Required work.
**a.** Answer these questions using the Day X protest report:
(i) How many health workers took to the streets of London on 9 March?
(ii) Which health union does the report call the key health union?
(iii) Which two east London hospitals saw demonstrations over cuts in the previous month?
**b.** Rewrite the part of the Day X protest report that opens with the words containing "The Day X mobilisation" and closes with "the previous month.", putting "step forward" in place of "breakthrough".
**c.** Carry on the Day X protest report from its final sentence.

[[ Selected passage, beginning ]]

"Day X for the NHS" on 9 March saw, for the first time in over a decade, 1,000 health workers taking to the streets of London. They came in scrubs and white coats, marching past the banks chanting, "Our NHS is not for sale, put the bankers into jail!"
At its head were medical and nursing students, joined by a wide range of other health workers. From the name of the protest, Day X, to the vibrancy of the demo, it had all the hallmarks (although on a smaller scale) of last year's student demonstrations.
The Day X mobilisation represents a significant breakthrough. It comes after years of the key health union, Unison, avoiding any fight in the NHS as it put its loyalty to the Labour government ahead of everything.
It shows how, even in areas where there has been little militancy for years, things are beginning to change.
The initiative for the demo came from rank and file health activists. It followed successful 300-strong demonstrations outside two east London hospitals, Homerton in Hackney and the Royal London in Whitechapel, over cuts in the previous month.

[[ Selected passage, end ]]
[[ Raw data, beginning ]]

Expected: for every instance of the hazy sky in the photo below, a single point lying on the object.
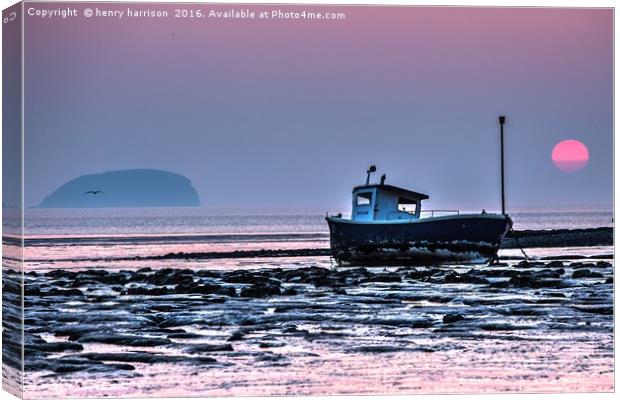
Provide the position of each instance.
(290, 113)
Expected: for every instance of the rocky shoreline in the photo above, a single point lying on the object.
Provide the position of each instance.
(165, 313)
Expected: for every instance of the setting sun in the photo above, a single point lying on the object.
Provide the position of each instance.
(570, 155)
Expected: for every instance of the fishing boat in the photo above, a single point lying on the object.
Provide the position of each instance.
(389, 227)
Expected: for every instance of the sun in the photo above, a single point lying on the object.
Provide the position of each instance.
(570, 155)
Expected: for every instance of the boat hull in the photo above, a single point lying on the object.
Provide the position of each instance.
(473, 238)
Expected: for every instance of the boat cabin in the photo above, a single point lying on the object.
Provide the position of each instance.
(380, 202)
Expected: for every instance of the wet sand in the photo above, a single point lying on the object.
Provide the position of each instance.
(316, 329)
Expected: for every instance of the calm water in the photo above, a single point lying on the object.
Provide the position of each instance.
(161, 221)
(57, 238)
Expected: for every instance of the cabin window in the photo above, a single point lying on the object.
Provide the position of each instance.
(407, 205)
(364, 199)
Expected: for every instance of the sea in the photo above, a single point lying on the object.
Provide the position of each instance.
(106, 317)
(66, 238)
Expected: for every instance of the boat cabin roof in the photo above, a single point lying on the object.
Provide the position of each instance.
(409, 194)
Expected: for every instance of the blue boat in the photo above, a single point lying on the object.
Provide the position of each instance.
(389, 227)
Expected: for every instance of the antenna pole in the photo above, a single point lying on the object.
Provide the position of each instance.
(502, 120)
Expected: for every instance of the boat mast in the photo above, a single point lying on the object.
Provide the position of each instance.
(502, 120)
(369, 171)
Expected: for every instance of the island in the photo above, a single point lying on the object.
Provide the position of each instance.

[[ Raw data, end ]]
[[ Raw data, beginning ]]

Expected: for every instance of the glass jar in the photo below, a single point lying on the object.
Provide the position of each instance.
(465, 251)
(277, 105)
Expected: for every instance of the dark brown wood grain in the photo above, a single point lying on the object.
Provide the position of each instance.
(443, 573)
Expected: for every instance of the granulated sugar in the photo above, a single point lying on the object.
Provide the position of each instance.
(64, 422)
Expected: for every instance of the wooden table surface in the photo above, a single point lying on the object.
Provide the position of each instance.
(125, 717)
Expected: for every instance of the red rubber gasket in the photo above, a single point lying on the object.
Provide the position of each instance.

[[ Raw data, end ]]

Answers by item number.
**a.**
(i) 1,000
(ii) Unison
(iii) Homerton in Hackney and the Royal London in Whitechapel

**b.**
The Day X mobilisation represents a significant step forward. It comes after years of the key health union, Unison, avoiding any fight in the NHS as it put its loyalty to the Labour government ahead of everything.
It shows how, even in areas where there has been little militancy for years, things are beginning to change.
The initiative for the demo came from rank and file health activists. It followed successful 300-strong demonstrations outside two east London hospitals, Homerton in Hackney and the Royal London in Whitechapel, over cuts in the previous month.

**c.**
The scale of the attack on the NHS, which faces an estimated cut of 50,000 jobs to meet the government's demand for £20 billion in savings, is producing a wave of anger across the health service. David Cameron's promise before the election to protect the NHS is only inflaming matters.
Of course the mood among health workers is uneven. In many places workers are not confident to fight. But the 9 March protest showed the potential for resistance.
For many, the slow pace of the trade unions' response to massive attacks has been a barrier to building resistance. But Day X shows that it is possible to build networks that can start to resist now without waiting for the union leaderships to call action. In turn that can put pressure on the union leaderships to start moving.